§ EXERCISE INSTRUCTIONS: Rewrite every one of the rows below in full, requests included, and offset each polygon vertex coordinate in the answers by adding 39 to it. Leave the coordinates in the requests and their format samples unchanged.

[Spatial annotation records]
'''

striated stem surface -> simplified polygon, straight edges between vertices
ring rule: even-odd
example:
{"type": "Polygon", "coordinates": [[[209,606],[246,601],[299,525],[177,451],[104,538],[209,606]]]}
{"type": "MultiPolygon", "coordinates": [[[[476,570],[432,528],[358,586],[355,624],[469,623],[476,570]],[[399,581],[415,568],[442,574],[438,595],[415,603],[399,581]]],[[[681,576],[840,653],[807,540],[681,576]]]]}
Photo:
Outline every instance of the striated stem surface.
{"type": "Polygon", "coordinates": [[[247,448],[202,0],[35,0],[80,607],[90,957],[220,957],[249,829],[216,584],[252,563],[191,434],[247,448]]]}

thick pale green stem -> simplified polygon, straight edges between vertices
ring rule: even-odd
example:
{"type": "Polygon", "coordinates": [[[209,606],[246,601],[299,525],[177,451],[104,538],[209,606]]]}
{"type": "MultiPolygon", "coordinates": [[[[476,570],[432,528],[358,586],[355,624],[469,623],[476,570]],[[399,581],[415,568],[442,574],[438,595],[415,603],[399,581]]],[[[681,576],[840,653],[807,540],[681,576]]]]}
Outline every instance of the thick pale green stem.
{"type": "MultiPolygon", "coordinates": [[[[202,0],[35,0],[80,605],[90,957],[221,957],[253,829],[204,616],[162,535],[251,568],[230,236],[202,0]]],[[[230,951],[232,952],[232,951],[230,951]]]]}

'''

§ WRITTEN SOLUTION:
striated stem surface -> simplified polygon, straight edges between vertices
ring rule: even-odd
example:
{"type": "Polygon", "coordinates": [[[209,606],[246,601],[299,525],[177,451],[104,538],[209,606]]]}
{"type": "MultiPolygon", "coordinates": [[[[476,570],[432,528],[358,586],[355,624],[469,623],[476,570]],[[399,581],[415,568],[442,574],[438,595],[415,603],[399,581]]],[[[681,576],[840,653],[807,540],[681,576]]]]}
Photo:
Outline every instance of the striated stem surface.
{"type": "Polygon", "coordinates": [[[286,487],[241,39],[74,39],[119,646],[129,996],[259,996],[288,868],[255,623],[291,602],[230,473],[286,487]]]}

thick pale green stem -> simplified polygon, straight edges between vertices
ring rule: even-odd
example:
{"type": "Polygon", "coordinates": [[[209,606],[246,601],[299,525],[177,451],[104,538],[209,606]]]}
{"type": "MultiPolygon", "coordinates": [[[[476,570],[432,528],[358,586],[355,624],[469,623],[476,570]],[[399,581],[415,568],[442,574],[438,595],[415,603],[399,581]]],[[[681,576],[840,653],[807,540],[681,576]]]]}
Outline every instance of the thick pale green stem.
{"type": "MultiPolygon", "coordinates": [[[[241,39],[74,39],[119,644],[129,996],[260,996],[292,868],[243,655],[201,574],[290,607],[269,275],[241,39]]],[[[269,990],[271,991],[271,990],[269,990]]]]}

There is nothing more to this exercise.